-- START OF EXTRACTED ENTRIES --

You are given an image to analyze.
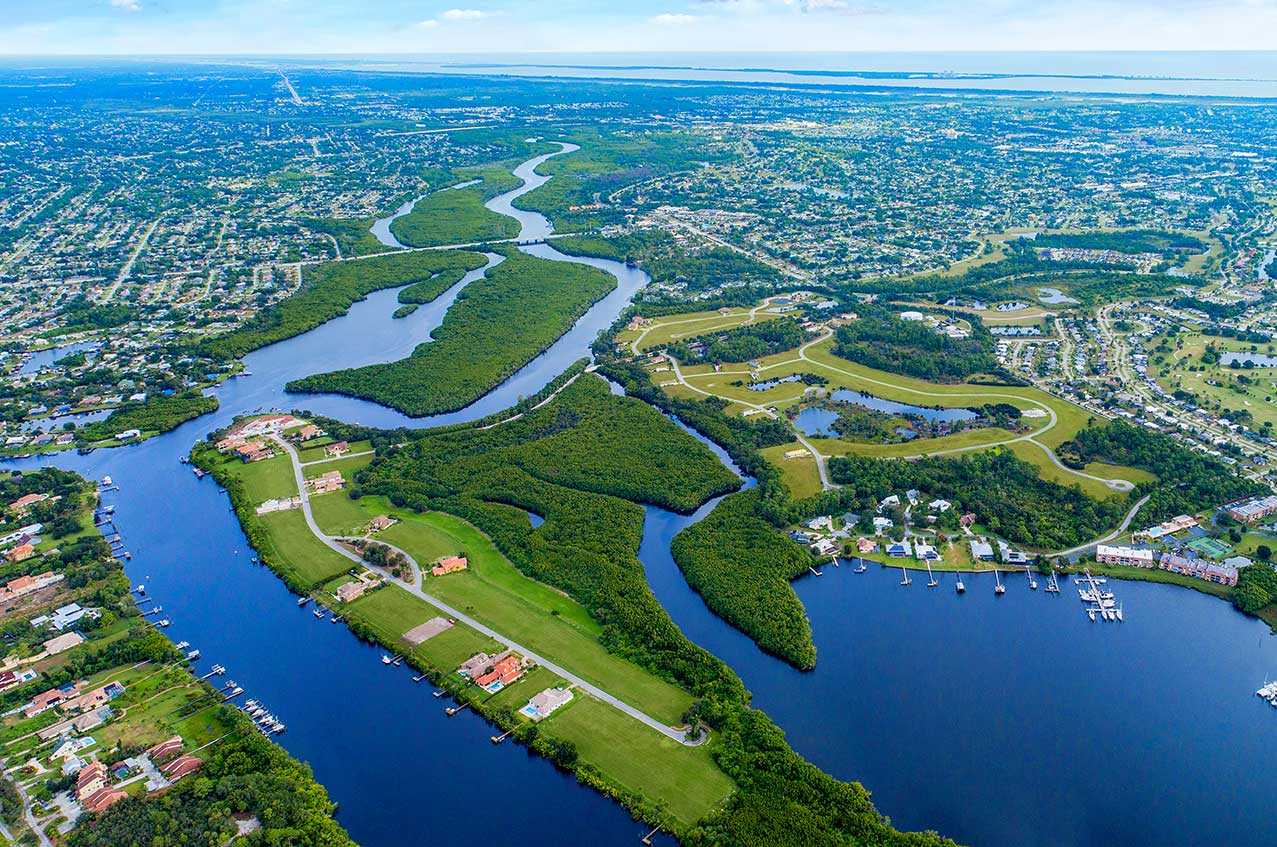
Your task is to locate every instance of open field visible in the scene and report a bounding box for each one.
[227,456,298,503]
[255,505,350,585]
[617,308,780,353]
[541,692,732,825]
[311,493,692,726]
[346,585,501,671]
[759,441,822,498]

-- END OF EXTRACTED ENTRIES --

[DESCRIPTION OF THE TASK]
Copy all of the rows above word for word, leaving out the picture.

[EXPECTED OUTPUT]
You are given an image to analyze.
Your task is to locate every instance of open field visible in the scene and report a bounding box for each one.
[227,456,298,503]
[255,505,350,585]
[617,308,780,353]
[541,692,732,825]
[311,493,692,726]
[346,585,501,671]
[759,441,822,498]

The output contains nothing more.